-- start EXCERPTED RECORDS --

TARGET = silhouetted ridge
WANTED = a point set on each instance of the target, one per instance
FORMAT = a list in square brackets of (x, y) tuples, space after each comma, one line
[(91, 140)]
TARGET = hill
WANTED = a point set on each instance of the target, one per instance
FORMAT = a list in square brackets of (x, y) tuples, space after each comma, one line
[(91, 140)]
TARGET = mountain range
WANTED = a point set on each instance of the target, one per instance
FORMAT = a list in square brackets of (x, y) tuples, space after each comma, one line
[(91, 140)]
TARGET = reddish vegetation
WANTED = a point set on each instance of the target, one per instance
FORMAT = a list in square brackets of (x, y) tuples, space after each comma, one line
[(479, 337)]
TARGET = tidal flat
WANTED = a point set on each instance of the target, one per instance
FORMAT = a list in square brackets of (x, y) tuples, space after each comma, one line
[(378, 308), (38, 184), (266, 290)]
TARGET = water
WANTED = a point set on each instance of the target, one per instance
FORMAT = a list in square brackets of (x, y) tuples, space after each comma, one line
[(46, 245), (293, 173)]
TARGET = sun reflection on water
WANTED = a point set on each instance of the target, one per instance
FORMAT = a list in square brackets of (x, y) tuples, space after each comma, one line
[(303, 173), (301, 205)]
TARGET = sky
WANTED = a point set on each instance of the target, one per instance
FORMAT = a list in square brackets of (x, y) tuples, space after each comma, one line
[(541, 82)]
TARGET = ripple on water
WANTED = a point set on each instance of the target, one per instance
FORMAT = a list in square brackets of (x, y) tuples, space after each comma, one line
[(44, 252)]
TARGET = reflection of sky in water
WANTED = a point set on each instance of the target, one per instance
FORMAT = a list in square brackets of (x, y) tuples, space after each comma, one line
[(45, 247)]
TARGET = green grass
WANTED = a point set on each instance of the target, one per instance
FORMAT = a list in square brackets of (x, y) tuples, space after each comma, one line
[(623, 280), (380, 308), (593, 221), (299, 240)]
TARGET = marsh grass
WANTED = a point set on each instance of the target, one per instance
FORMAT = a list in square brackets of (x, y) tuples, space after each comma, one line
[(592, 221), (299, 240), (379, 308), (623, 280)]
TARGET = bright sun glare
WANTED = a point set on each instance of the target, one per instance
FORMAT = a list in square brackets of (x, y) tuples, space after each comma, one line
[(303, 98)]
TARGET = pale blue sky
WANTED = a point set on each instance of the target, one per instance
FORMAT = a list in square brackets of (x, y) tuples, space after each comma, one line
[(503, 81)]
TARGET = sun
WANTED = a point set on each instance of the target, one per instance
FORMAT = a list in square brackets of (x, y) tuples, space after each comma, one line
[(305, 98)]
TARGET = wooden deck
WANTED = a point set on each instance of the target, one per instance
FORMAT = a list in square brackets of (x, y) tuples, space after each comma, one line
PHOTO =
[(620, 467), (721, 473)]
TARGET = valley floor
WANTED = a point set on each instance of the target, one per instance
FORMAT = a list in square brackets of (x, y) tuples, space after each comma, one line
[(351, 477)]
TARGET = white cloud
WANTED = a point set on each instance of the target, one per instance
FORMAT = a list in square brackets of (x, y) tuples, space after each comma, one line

-- end EXCERPTED RECORDS --

§ **EXERCISE BRIEF**: Only the lines from the one that contains "TARGET = bright sun glare" to the end of the entries above should be given again, exactly and in full.

§ **RESULT OF THIS EXERCISE**:
TARGET = bright sun glare
WANTED = a point set on each instance of the target, one per instance
FORMAT = a list in square brackets of (x, y) tuples, space after each comma, one line
[(303, 98)]
TARGET = pale blue sky
WANTED = a point set on each instance of the target, one per instance
FORMAT = a list in square brackets of (x, y) tuples, space after each comma, one line
[(503, 81)]
TARGET = sun
WANTED = a point set on each instance of the target, one per instance
FORMAT = a list in square brackets of (x, y) tuples, space after each comma, one line
[(305, 98)]
TARGET = wooden deck
WANTED = a point set on each instance of the target, one per instance
FORMAT = a list in square brackets of (x, y) tuples, space after each comma, one line
PHOTO =
[(620, 467), (721, 473)]
TARGET = valley floor
WANTED = a point set on each instance of the target, one per instance
FORMAT = a list in square brackets of (x, y) tuples, space after each comma, one line
[(351, 477)]
TARGET = white cloud
WANTED = a point set on each instance of the target, one per instance
FORMAT = a list in square brackets of (x, y) tuples, space after each comma, one line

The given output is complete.